Required task: Your task is to print all of the data word for word.
^^^^^^^^^^^^^^^^
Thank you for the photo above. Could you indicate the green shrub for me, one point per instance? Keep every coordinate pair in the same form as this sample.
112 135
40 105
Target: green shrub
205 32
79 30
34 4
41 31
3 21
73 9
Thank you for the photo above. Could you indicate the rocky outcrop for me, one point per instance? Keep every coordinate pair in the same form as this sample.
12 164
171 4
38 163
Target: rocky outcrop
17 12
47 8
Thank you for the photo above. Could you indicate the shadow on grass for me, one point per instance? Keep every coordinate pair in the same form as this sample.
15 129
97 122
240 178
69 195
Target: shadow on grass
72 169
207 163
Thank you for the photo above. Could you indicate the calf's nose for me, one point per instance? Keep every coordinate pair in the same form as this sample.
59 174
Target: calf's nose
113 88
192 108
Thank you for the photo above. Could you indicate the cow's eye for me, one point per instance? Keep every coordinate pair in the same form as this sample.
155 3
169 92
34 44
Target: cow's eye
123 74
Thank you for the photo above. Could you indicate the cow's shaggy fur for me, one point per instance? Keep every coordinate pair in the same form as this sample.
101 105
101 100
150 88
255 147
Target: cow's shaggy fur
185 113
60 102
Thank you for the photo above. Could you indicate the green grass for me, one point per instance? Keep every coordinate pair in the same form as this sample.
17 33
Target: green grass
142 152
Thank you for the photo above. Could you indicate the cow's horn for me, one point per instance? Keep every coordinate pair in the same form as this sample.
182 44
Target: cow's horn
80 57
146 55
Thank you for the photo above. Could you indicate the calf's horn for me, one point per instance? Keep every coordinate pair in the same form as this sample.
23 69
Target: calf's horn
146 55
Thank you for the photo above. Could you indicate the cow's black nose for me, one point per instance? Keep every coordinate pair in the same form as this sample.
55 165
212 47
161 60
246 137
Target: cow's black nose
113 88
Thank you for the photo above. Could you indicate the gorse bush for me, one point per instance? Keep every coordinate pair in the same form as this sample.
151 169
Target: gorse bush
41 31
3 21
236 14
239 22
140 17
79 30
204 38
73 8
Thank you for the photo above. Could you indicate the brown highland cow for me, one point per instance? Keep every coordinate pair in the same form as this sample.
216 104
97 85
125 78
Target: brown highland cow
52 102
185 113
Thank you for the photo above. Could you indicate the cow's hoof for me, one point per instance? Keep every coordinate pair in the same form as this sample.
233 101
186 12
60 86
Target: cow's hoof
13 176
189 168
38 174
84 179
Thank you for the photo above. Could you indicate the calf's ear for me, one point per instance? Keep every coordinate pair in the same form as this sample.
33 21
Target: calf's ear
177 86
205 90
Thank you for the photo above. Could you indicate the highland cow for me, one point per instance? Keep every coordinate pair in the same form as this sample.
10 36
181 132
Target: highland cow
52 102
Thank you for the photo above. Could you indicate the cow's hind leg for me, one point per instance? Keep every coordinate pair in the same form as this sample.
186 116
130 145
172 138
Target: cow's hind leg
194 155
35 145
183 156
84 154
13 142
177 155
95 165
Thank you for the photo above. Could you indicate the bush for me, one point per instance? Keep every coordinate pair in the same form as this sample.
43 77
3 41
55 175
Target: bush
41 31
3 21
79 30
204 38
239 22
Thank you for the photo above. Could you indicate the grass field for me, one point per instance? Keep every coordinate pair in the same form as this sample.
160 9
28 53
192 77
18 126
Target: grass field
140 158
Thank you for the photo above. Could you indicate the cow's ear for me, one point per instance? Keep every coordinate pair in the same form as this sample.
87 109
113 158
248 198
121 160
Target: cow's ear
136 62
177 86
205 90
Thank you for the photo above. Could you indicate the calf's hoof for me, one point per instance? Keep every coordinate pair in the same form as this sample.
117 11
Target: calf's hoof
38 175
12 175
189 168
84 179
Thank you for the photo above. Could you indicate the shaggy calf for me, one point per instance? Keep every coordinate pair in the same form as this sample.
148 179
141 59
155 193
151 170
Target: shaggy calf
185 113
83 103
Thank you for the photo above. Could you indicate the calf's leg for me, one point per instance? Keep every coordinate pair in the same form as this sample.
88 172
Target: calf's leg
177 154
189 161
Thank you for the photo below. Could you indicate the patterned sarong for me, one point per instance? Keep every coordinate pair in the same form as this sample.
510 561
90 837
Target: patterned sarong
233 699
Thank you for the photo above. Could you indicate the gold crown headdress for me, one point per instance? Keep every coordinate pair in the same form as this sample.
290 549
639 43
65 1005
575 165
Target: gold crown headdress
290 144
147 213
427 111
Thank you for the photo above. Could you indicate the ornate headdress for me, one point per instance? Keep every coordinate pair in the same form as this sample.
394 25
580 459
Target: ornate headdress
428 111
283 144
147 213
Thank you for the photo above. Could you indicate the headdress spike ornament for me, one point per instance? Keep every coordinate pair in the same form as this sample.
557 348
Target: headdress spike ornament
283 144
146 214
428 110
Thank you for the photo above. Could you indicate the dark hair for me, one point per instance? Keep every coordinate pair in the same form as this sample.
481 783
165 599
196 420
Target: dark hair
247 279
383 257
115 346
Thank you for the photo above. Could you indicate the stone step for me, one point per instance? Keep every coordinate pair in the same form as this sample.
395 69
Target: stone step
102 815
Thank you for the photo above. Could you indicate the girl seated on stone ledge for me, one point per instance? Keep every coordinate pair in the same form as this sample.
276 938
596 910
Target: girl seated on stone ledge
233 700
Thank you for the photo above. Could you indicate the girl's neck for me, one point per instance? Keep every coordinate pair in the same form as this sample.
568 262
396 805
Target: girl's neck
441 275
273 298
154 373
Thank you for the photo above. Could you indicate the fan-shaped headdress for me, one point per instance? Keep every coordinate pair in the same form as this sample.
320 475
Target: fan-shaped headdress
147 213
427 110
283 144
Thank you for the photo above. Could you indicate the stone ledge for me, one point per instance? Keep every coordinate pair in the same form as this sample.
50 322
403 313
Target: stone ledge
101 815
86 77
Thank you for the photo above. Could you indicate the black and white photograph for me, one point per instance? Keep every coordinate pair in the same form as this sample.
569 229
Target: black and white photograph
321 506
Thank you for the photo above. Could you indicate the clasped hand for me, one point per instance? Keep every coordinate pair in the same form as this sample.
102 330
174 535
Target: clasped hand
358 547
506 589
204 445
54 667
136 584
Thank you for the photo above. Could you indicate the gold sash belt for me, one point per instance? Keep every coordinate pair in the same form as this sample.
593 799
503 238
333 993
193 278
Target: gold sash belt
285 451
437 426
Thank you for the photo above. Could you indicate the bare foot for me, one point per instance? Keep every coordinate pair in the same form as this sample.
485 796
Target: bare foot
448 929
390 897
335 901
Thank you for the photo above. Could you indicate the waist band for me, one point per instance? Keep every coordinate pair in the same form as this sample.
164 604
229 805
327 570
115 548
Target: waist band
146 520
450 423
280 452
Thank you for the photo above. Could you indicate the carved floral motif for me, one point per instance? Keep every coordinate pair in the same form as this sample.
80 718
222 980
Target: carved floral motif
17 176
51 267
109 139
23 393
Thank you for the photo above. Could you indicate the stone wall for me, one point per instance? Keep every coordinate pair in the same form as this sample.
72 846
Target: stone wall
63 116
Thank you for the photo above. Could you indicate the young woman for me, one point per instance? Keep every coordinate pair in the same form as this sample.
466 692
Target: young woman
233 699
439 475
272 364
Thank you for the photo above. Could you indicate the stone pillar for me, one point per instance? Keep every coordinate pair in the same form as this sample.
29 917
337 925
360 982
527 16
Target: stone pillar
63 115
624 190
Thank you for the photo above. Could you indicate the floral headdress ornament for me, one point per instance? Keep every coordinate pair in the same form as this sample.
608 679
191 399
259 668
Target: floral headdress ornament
^^^^^^^^^^^^^^^^
Correct result:
Thank you for the photo above. Could you indicate the green shrub for me, one point per instance? Keep every coordinate pair in the same form as this sample.
112 135
40 105
Target: green shrub
205 32
79 30
34 4
41 31
3 21
73 9
Thank you for the photo above. Could you indicate the rocky outcrop for me, one point per instance? Keep every coordinate pair in the same form as this sample.
12 164
171 4
38 163
Target: rocky outcrop
17 12
47 8
Thank you for the photo above. Could you indicate the shadow on grass for me, one point per instance? Keep every coordinate pair in the same form as this sample.
15 129
97 122
240 178
69 195
Target: shadow on grass
72 169
207 163
Thank you for the photo above. Could you indicate the calf's nose for me, one point per instance? Keep every coordinate pair in the same form as this sample.
59 174
Target: calf's nose
113 88
192 108
Thank you for the photo above. Could you indicate the cow's eye for me, one point per instance? Keep every coordinate pair in the same form as this sample.
155 3
169 92
34 44
Target: cow's eye
123 74
Thank you for the photo above. Could you indicate the cow's shaggy fur for me, one point per instance? Keep every coordinate pair in the same form as this sample.
101 105
101 100
150 88
255 147
Target: cow's shaggy fur
185 113
60 102
Thank you for the photo above. Could you indicate the green grass for me, one point per instance? Keep every coordinate pair in the same form as this sample.
17 33
Target: green grass
142 152
Thank you for the photo above. Could you indicate the cow's horn for me, one point per instance? Keep every coordinate pair in the same form as this sample.
182 44
Target: cow's horn
80 57
146 55
Thank you for the photo above. Could you indicate the calf's horn for me, one point per instance? Keep every coordinate pair in the same form as this sample.
23 69
Target: calf's horn
146 55
Thank you for the photo above. Could you indicate the cow's black nose for me, one point per instance? Keep every coordinate pair in the same form as this sample.
55 165
212 47
161 60
246 137
Target: cow's black nose
113 88
Thank you for the photo above. Could you indicate the gorse bush for me, one point per instance? Keep every coordinate pair in the same form as this sample.
151 169
Target: gorse bush
41 31
3 21
236 14
239 22
140 17
79 30
204 38
73 8
Thank you for the photo above. Could you indicate the brown highland cow for me, one point per instance? Keep every coordinate pair in the same form as this sample.
216 104
97 85
125 78
Target: brown highland cow
52 102
185 113
Thank you for the photo above. Could you indicate the cow's hoof for me, one point per instance? Keep every coordinate pair in the same form as this sample.
233 101
186 12
60 86
Target: cow's hoof
13 176
189 168
38 174
84 179
Thank you for the photo above. Could you indicate the calf's ear for me, one point per instance? Keep every coordinate pair in the same form as this sample.
33 21
Target: calf's ear
177 86
205 90
Thank you for the photo above. Could you indicate the highland cow for me, one point per instance? Keep every coordinate pair in the same form as this sample.
10 36
181 132
Target: highland cow
52 102
Thank you for the photo above. Could you indicate the cow's hind leg for me, one point per instance? Keep every coordinate pair in the same form as this sample.
186 116
130 145
172 138
Target: cow's hind leg
194 155
35 145
183 156
84 154
13 142
177 155
95 165
Thank you for the photo above. Could you indicate the bush for me, one point per instance? Keep every coordinate pair in the same form as this sample.
43 77
3 41
55 175
Target: bush
41 31
3 21
79 30
204 38
239 22
Thank you for the photo above. Could you indicate the grass field for me, one point per instance? Keep every coordinate pair in the same form as this sample.
160 9
28 53
192 77
18 126
Target: grass field
140 158
Thank you for the photo above. Could you indicate the cow's ear for me, one point per instance? Keep every coordinate pair in the same form as this sample.
87 109
113 158
248 198
121 160
Target: cow's ear
136 62
177 86
205 90
Thank you for the photo above. Could you indicate the calf's hoof for me, one point per instance? Keep every coordinate pair in the same form as this sample.
117 11
Target: calf's hoof
38 175
12 175
189 168
84 179
Thank you for the photo above. Could you indicate the shaggy calf for me, one point per instance? Keep every coordinate pair in the same form as this sample.
148 179
141 59
155 193
151 170
Target: shaggy calf
185 113
83 103
Thank you for the photo above. Could you indicate the calf's leg for me, one point per instance? Keep every coordinate pair in the same form as this sample.
88 172
Target: calf's leg
177 154
189 161
Thank you for the photo below. Could you indicate the patterned sarong for me, one point per instance? Keep every coordinate pair in the same form as this sample.
510 561
90 837
Target: patterned sarong
233 699
Thank you for the photo above. Could you indicate the gold crown headdress for me, one point per instance? Keep every coordinate pair in the same form as this sample.
290 549
639 43
65 1005
575 165
Target: gold crown headdress
290 144
147 213
427 111
Thank you for the photo above. Could you indicate the ornate headdress for me, one point per instance? Keep every coordinate pair in the same form as this sample.
394 25
580 459
Target: ornate headdress
428 111
283 144
147 213
Thank you for the photo above. Could you indicate the headdress spike ornament for me, one point per instance? Keep every coordinate pair in the same form as this sample.
557 348
Target: headdress spike ornament
283 144
146 214
428 110
Thank you for the photo above. Could you indicate the dark hair for me, one point per instance? Keep every coordinate pair in the same form as this sample.
481 783
165 599
196 420
Target: dark hair
247 279
383 257
115 346
Thank you for the photo above. Could you indicate the stone step for me, one point per instance? Keep every coordinate pair in the same form as this sample.
395 69
Target: stone step
102 815
Thank you for the photo above. Could you indicate the girl seated on stone ledge for me, one point per instance? Keep every coordinate pair in the same form as this sample.
276 938
596 910
Target: girl seated on stone ledge
233 700
Thank you for the photo above. Could you indicate the girl's neck for me, one point per instance? Keep every coordinate pair in the same form as this sample.
568 262
396 805
Target: girl's neck
441 275
273 298
154 373
Thank you for the photo above. Could you indicate the fan-shaped headdress for me, one point per instance? Keep every coordinate pair in the same form as this sample.
320 475
Target: fan-shaped headdress
147 213
427 110
283 144
Thank you for the photo above. Could you indicate the stone ledge for me, one point per instance? Keep every coordinate pair in the same form as this sample.
50 322
403 313
Target: stone ledge
101 815
86 77
Thank you for the photo above. Could you indicate the black and white photograph for me, one point per instance? Keep every coordinate pair in the same form as this sample.
569 229
Target: black and white photograph
321 506
Thank you for the photo above. Could you indicate the clasped hand for me, one point per instance? Keep every coordinate pair in the same form as this sample.
102 330
174 535
Target: clasped hand
358 547
506 589
204 445
54 667
136 584
Thank you for the photo above. Could you indicate the gold sash belt for me, one point per instance? Keep every coordinate pair in the same form as this sample.
593 799
503 238
333 993
193 278
Target: gold sash belt
285 451
437 426
Thank you for the photo above. Could you indicate the bare foot for me, one point per instance? Keep every coordinate pair in the same form as this sample.
485 796
Target: bare foot
448 929
390 897
335 901
Thank you for the photo above. Could you indicate the waist band for me, one point per instance? Keep every coordinate pair in the same form as this sample.
164 604
229 805
327 570
115 548
Target: waist band
146 520
450 423
280 452
Thank you for the photo above. Could you indicate the carved floral motif for me, one point per instance? Keep every coordinate pair in the same form as this sample.
80 718
222 980
Target: carved floral motif
17 176
51 267
109 139
23 393
Thank you for the photo above. Could you indicate the stone wall for me, one point per instance? Keep every coordinate pair in the same form as this sample.
72 846
Target: stone wall
63 116
Thank you for the photo above. Could you indicate the young woman for me, one point per instance? Keep every coordinate pair in the same form as this sample.
466 692
Target: young woman
233 699
439 475
272 364
Thank you for the photo above. Could you indicate the stone pillar for me, one point per instance? Keep every coordinate pair in the same form as this sample.
29 917
337 925
360 982
527 16
Target: stone pillar
63 115
624 190
Thank you for the photo above. Could you indicate the floral headdress ornament for me, one point per instance? Keep every coordinate pair in the same form as this sample.
608 679
191 399
259 668
Target: floral headdress ornament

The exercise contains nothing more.